■ **Kaynak metin**:
———

1988 Slam Dunk: Michael Jordan vs. Dominique Wilkins








Fotoğrafa bakın sadece. Oradan başlayın.
Ne görüyorsunuz?


Bir adam var: Fiziksel olarak şekil almış ve havada asılı duruyor, basketbol topuyla çembere saldırmaya hazır.

Bir de rakibi var: Mikrofon ve kamera onun reaksiyonunu yakalamaya hazır, formasıyla oturuyor, şimdiye kadar yaptıklarının üstüne ekleme şansı yok. 

Ve kalabalık var: Ayakta duruyorlar, dikkatle. Bazıları kutlama için şimdiden kollarını kaldırmış. Diğerleri üstünde '10' yazan pankartları kaldırmış, adam aşağı inerken onu gökyüzüne doğru itmeye hazır.

Michael Jordan inecek, değil mi?

Kenarda oturan Bulls fotoğrafçısı Bill Smith'in bakış açısından, bu kesin değildi. Smith'in, Jordan'ın 1988 All-Star'daki, Dominique Wilkins'e karşı faul çizgisinden yaptığı son ve efsanevi smacını canlı bir şekilde yakalayan ikonik fotoğrafı, bu görüntüyü yaydı. 

Jordan'ı gerçekten uçuyor gibi gösteriyordu.

Chicago Stadyumu'nun dijital saati 15.51'i gösteriyordu. Her şey düşük teknoloji ürünüydü ya da hiç teknolojik değildi. Ortada akıllı telefonlar yokken, görünüşe bakılırsa o anda herkesin dikkati Jordan'daydı. Hafıza ve fotoğraf hariç, atletik başarıyı koruma yöntemi yoktu. 

Ve ne hatıralar. Jordan'ın son smacında 50 puan alıp tartışmasız bir şekilde Wilkins'e üstünlük sağlamasının ardından 32 yıl geçti. 

West Madison Sokağı'ndaki gürültülü eski ahırda olanları gelmiş-geçmiş en büyük smaç yarışması olarak görün ya da görmeyin; orada iki Hall of Fame üyesi, atletikliklerinin zirvesinde, birbirine zıt tarzlarıyla smaçlarını sergiliyordu.

———

■ **Sağlanan veriler**:
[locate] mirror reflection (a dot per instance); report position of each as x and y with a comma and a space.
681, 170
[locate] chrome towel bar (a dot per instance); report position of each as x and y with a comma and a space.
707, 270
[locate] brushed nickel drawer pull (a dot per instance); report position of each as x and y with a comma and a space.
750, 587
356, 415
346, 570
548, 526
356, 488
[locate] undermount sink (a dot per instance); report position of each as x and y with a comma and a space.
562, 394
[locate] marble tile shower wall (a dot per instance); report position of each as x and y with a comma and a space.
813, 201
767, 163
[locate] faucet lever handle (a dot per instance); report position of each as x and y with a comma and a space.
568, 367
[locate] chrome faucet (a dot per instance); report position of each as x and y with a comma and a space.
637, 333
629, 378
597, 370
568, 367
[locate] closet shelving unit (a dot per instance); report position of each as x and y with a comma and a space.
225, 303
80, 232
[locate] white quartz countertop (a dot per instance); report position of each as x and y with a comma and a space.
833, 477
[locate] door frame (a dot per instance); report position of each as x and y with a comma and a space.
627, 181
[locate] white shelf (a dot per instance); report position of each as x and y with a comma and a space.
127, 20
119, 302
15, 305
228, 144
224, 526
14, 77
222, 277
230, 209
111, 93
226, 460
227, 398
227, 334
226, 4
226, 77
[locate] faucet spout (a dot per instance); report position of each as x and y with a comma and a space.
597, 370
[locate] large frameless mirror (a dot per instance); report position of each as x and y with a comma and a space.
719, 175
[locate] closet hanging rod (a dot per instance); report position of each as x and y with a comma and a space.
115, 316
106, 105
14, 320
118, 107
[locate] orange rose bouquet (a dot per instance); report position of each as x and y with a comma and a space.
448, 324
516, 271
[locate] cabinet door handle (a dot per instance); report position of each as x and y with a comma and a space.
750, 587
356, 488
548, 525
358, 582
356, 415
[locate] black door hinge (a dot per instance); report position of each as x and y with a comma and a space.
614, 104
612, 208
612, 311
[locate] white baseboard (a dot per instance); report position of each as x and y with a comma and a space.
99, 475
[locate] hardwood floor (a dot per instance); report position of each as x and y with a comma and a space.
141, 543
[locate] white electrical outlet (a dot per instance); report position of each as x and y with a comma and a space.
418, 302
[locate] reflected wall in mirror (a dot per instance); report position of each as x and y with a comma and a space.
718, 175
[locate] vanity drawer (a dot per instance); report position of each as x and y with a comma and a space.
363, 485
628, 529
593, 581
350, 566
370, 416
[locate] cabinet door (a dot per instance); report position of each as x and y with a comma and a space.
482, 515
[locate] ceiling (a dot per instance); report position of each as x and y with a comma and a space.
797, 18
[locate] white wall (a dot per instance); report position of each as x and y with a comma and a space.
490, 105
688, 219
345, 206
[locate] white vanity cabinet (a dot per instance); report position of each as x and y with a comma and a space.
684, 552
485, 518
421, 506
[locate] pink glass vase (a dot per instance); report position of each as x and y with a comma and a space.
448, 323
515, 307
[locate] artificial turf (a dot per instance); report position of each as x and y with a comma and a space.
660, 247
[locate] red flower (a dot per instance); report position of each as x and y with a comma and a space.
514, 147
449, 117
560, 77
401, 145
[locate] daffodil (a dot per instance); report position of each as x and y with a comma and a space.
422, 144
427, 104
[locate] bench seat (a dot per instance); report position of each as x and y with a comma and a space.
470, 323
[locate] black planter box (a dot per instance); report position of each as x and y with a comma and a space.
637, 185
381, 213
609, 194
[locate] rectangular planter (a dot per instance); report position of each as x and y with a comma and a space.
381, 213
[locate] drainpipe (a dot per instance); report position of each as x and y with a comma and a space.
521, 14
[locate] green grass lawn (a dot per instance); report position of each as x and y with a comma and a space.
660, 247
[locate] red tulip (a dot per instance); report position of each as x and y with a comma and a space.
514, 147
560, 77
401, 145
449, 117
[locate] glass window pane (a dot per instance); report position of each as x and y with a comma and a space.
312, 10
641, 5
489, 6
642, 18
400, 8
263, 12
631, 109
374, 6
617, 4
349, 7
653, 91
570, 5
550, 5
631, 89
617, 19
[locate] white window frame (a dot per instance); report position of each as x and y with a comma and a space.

———

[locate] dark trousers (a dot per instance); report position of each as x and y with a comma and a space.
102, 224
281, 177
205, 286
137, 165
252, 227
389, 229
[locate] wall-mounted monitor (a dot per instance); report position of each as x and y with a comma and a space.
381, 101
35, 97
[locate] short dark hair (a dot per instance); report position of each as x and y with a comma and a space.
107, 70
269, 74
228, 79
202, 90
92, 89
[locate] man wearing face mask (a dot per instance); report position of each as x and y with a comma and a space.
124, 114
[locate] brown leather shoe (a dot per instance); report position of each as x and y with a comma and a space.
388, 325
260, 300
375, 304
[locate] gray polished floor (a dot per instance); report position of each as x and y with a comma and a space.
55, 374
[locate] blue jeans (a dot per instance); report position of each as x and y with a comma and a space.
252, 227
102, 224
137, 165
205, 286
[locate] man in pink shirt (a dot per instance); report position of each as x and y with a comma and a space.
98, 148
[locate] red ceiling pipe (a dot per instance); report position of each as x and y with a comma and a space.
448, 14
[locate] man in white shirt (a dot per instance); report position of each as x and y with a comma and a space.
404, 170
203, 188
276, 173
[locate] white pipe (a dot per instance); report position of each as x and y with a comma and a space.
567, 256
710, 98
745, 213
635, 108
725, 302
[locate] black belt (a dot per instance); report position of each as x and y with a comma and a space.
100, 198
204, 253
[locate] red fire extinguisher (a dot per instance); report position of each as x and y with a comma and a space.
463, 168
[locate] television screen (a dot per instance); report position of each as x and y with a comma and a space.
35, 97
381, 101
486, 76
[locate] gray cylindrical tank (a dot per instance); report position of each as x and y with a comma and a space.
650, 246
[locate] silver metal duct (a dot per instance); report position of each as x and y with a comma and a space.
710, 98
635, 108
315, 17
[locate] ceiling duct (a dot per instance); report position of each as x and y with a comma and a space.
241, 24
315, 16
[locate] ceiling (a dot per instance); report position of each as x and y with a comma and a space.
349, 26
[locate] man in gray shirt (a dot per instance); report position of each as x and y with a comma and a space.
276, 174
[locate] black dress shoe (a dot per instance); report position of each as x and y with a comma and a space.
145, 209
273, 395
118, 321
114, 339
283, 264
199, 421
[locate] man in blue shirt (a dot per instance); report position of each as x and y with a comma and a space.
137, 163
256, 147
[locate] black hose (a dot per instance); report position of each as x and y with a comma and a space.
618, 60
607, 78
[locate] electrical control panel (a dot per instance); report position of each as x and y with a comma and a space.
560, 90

———

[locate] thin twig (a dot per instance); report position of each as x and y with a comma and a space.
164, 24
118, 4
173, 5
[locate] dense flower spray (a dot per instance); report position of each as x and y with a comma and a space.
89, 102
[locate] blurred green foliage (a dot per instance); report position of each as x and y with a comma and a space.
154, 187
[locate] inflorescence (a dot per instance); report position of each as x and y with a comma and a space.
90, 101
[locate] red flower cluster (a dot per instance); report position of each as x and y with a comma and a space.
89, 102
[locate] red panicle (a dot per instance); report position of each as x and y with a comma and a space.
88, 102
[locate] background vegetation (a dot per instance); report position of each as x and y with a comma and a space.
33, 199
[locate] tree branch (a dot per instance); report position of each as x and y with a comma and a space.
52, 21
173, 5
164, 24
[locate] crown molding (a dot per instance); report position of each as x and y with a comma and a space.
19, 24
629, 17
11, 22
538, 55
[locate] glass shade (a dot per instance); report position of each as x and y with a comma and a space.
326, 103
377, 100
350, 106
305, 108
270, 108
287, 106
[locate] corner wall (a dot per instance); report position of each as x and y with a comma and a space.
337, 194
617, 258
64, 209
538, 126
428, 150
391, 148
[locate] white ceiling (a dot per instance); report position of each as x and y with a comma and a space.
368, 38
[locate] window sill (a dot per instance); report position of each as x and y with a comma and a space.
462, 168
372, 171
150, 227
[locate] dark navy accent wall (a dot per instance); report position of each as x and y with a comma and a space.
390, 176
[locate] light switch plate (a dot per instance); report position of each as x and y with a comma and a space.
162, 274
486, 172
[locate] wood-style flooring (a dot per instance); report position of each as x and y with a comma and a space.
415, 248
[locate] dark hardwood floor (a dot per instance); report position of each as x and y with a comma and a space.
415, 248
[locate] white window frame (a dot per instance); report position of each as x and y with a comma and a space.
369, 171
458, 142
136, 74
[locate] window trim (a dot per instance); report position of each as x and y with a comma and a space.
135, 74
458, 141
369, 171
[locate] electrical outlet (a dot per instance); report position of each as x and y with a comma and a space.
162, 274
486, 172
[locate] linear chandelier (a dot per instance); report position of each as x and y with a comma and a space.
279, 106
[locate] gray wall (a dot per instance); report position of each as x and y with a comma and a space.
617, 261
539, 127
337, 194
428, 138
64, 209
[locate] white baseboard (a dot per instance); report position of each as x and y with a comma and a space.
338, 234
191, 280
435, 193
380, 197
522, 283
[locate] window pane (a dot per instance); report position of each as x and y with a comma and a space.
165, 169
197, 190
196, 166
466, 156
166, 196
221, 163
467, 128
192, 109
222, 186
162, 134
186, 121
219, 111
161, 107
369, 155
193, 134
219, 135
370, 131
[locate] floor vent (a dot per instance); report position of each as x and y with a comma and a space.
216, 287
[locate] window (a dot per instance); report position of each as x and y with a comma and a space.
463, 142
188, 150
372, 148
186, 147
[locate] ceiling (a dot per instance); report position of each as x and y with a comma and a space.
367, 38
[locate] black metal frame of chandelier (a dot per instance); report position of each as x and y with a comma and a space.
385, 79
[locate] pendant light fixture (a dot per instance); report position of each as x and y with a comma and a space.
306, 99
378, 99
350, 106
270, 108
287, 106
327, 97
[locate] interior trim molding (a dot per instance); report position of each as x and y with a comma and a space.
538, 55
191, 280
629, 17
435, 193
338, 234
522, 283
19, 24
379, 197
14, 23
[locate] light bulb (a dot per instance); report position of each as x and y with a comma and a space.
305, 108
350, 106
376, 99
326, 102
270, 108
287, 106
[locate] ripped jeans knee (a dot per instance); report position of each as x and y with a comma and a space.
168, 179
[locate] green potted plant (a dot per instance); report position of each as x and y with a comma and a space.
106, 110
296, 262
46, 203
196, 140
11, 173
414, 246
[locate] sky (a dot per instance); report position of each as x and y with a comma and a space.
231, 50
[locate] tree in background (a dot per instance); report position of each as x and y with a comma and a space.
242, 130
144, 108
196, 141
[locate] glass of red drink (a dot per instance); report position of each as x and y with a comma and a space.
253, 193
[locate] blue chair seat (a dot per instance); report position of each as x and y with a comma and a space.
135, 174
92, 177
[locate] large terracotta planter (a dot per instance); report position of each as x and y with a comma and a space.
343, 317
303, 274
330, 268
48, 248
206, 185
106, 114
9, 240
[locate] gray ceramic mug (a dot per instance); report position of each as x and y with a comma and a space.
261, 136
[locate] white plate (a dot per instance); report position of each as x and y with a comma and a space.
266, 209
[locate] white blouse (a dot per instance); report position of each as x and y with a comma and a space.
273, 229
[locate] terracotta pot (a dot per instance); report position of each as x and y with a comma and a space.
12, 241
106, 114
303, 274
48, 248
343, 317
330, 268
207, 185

———

■ **Kısa alıştırma 1**: 1988 smaç yarışmasını anlatan metindeki "Chicago Stadyumu'nun dijital saati 15.51'i gösteriyordu." cümlesini İngilizceye çevirin.
■ **Kısa alıştırma 2**: 1988 smaç yarışmasını anlatan metni son cümlesinden sonra devam ettirin.

■ **Cevap 1**: The digital clock at Chicago Stadium showed 15:51.

■ **Cevap 2**:
Chicago Stadyumu artık yok. Hatıralar duruyor. Ve daima orada olacaklar.




ARKA PLAN

Brian McIntyre (Emekli NBA başkan yardımcısı): O zaman NBA'in pazarlamasından da sorumlu olan, dönemin Warriors başkanı Rick Welts All-Star'ı cumartesi gününe de taşıma fikriyle geldi. Fikir ödünç alma konusunda fena değildik. 1984 yılında Carl Scheer, Nuggets'ın genel menajeriydi. Kendisinin de dahil olduğu, 1976 yılında Denver'da yapılan ABA smaç yarışmasını diriltmek istiyordu. Biz bunun nasıl olacağından emin değildik. Ama elimizde Dr. J vardı. Bunun yeteceğini düşünüyorduk. Ama iki topla smaç yapan Larry Nance'e kaybetti. Salondaki herkesin gözleri yuvalarından fırlamıştı. Bu konuda bir muhafıza ihtiyacımız olduğunu biliyorduk.

David Falk (Jordan ve Wilkins'in menajeri): 88'de smaç yarışması oldukça yeniydi. 84'te Denver'da geri getirmişlerdi. ABA'in başlıca dayanak noktasıydı bu. Ve David Thompson, Artis Gilmore, Dr. J ve Darnell Hillman ile etkileyici smaç yarışmaları yaptılar. Ben bu işlere girdiğimde tecrübeli oyuncular hikayeler anlatırdı: "Gervin topu dirseğine sıkıştırdı ve sonra içine vurdu. Dr. J topu panyanın arkasına iki kez vurup aldı." Bunları hiç göremezdiniz, çünkü televizyonda gösterilmediler. 

McIntyre: Haftasonu büyük olaydı. Önceki yıl Seattle'daydık, daha önce de Dallas ve Indiana da. Her yıl daha da büyüdü. Rick Welts'in bunda payı büyük. 

Domnique Wilkins (Hall of Fame üyesi oyuncu; şu anda Hawks yorumcusu): Yıllar içinde birçok smaç yarışmasına katıldım. İnsanlara her zaman büyükbabamızın Dr. J olduğunu söyledim. Oyunumuza şekil veren biriydi çünkü o bir büyücüydü. Bir sanatçıydı o. Havada dans eden bir balet gibiydi. Neredeyse hepsini o başlattı. Michael ile ben de nihayetinde bir nevi Doc'tan aldıklarımızı ortaya koyduk.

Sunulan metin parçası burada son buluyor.